PARTS OF THE EXERCISE:
1. Check whether each statement below agrees with the beach camping journal. Answer yes or no for each, and quote the words of the journal that decide it.
(a) The tide came within about 2.5 feet, vertically, of the tent.
(b) The dogs went along with the group heading down the beach.
(c) D-- concludes that the whale on the beach is a Sperm whale.
2. From the beach camping journal, return the part that opens with the words containing "2:00 pm -- We" and closes with "of their family.".
3. Carry the beach camping journal further, starting after its last sentence.

It takes us a long time to settle in after we finally make it into bed, at perhaps 2:00 am. While we sleep, the tide approaches to much higher than we had expected -- maybe within 2.5 feet, vertically, of the tent. The surf is extra loud despite the mild breeze, and it is great sleeping from that standpoint. It is a very cold night, though. The sleeping bags are just barely adequate. My soul mate is cold all night, but I am luckier (that's not to say that I enjoy it; the air seems to be irritatingly cold on my face when it is exposed). It appears that she has come down with something like a bad cold, but with more congestion. It hurts when she coughs1, and I'm afraid she may have a touch of pneumonia.
Despite continued illness my soul mate cooks a fantastic breakfast of eggbeaters, ham, hash browns and toast. It's one of the many things that make her my better half. While devouring the feast I scoff at family members chewing on the boot leather they've brought along in the name of food.
D-- and Me-- have apparently frozen out overnight. It was so cold in the tent, they declare, that they came outside and sat. Go figure the logic in that. . . We develop a partial solution for them for tonight, offering to move the sunshade over their tent and put up the sidewalls, like a tent over a tent.
- Plaid jacket
- Gas can cheater bar
- Tinfoil for cooking
- Scouring pad for cooking pots
- Portable radio
Things running out:
- Propane gas
It looks like we're camped about 3/4-mile short of our usual campsite, or about the same distance south of the vultures pulling at "old burlap" as we usually are north. It seems to be a nice place, with plenty of dunes behind for private jobs.
On the first flush of the morning our port-a-potty squirts its flush nozzle down through the black hole and into the holding tank. One spring is recovered in the bowl, for what it's worth, but we don't have any idea how it is made or how many parts went down the drain. We'll have to devise a means of straining them out when we get home; meanwhile, fresh water splatters up out of the bowl every time it is flushed.
D-- has determined that the whale on the beach is not a Sperm whale, but might be a Blue. He says many whales have that scouring on their undersides from the mouth down. I've decided it's a Humpback.
Early afternoon, and the gruesome foursome are off down the beach to photograph the whale remains. After that theyll go over to Salinas proper and look around -- show J-- and Me-- the maximum angle dune, etc. They leave the dogs with us, Shadow and La Fem Nikita. I offer the dogs a nibble of thanksgiving turkey to distract them as their family leaves. They immediately return the favor by marking the proximity of our camp as their own.
2:00 pm -- We laze in the warmth of the afternoon sun. My soul mate takes a leisurely stroll on the beach. The dogs have settled into a vigil at their own tent-step, awaiting return of their family.
3:00 pm -- My soul mate withdraws to the elevated temperatures of the tent for a rest. I idly snap a few pictures of the gruesome foursome homestead and third-full milk crate of shells and shell fragments that have already been collected. La Fem Nikita returns to keep me company while Shadow sprawls across the doorway to her own tent.

DATASET EXTRACT:

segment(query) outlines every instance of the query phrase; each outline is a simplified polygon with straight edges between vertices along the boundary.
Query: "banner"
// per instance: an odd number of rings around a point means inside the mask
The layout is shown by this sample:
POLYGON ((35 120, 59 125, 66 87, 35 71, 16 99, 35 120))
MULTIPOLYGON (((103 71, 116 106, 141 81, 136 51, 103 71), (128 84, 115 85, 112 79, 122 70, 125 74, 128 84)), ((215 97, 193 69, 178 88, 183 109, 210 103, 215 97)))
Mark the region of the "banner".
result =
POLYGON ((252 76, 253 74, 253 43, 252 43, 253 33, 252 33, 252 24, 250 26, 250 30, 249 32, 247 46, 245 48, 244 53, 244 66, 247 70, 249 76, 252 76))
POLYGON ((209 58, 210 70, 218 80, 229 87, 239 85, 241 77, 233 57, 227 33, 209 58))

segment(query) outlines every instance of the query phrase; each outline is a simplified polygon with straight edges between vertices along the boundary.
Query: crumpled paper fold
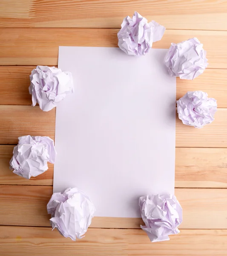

EXPECTED RESULTS:
1.
(a) Yes: "maybe within 2.5 feet, vertically, of the tent"
(b) No: "They leave the dogs with us, Shadow and La Fem Nikita."
(c) No: "D-- has determined that the whale on the beach is not a Sperm whale, but might be a Blue."

2.
2:00 pm -- We laze in the warmth of the afternoon sun. My soul mate takes a leisurely stroll on the beach. The dogs have settled into a vigil at their own tent-step, awaiting return of their family.

3.
4:00 pm -- The warmth of the day is receding fast with the strength of the sun weakened by a late afternoon wisp of cloud. I spy our wanderers returning down the beach. They bring treasures, booty of the beach. Firewood in heaps and tangles of cactus root and skeleton, a six or seven foot natural pole some two inches in diameter, a two foot natural club of driftwood covered with barnacles. Ouch! And a small cactus boot affixed to four skeleton runners some 2.5 feet in length; very decorative. With the addition of one cactus stump of substantial size, a fire ought to last some five to ten minutes -- quite a collection for this part of the Sonoran playa!
While my soul mate continues nursing her cold in the tent, V-- and J-- also quickly disappear inside theirs to prepare for the oncoming night-time. D-- and Me-- go for a long walk on the beach and return after dark. By this time J-- has a warm fire going.
Saturday at Dusk
As the sun drops behind Bird Island, my soul mate arises to prepare supper, but her illness is overtaking her.
With a fire going, J-- grills a pair of fat salmon steaks. It looks like he's one up on us tonight; we're heating canned soup -- chili for me and vegetable for my soul mate. As always, our supper is so good that it's hard to imagine how the grilled salmon might have tasted. My soul mate fights going to bed for a short time and then collapses into it like she hasn't slept in a week. The rest of us sit around the fire until we we're done eating, then I too move into the tent for warmth.
D-- is walking around looking like a Cylon, with a miner's lamp attached to his forehead. I don't know how he does it, but since returning from his remote tour he goes barefoot so much of the time that I suspect he spent July and August in Tierra del Fuego. He reports that while inspecting the whale, he stepped on a "hollow" spot in the sand that apparently contained decaying meat, because it gave like a sponge.
The moon is still above the horizon, but since it's a half moon a lot of stars are also visible. Me-- says the sky over Australia shares the Orion constellation with us.
Preparing for a cold night, I break open our sunshade components. It turns out that we have only two opaque sides rather than four. We put them up, along with two layers of mosquito netting to cover the third and fourth sides. The cotton ties on the netting are so completely rotten that some of them tear when we're tying the knot. Drat! It's never been used in the well over five years since we bought it. Once everything is in place we put the whole frame over D-- and Me--'s tent in hopes of minimizing air movement during the night. I then stake it down with rope to prevent its blowing away overnight.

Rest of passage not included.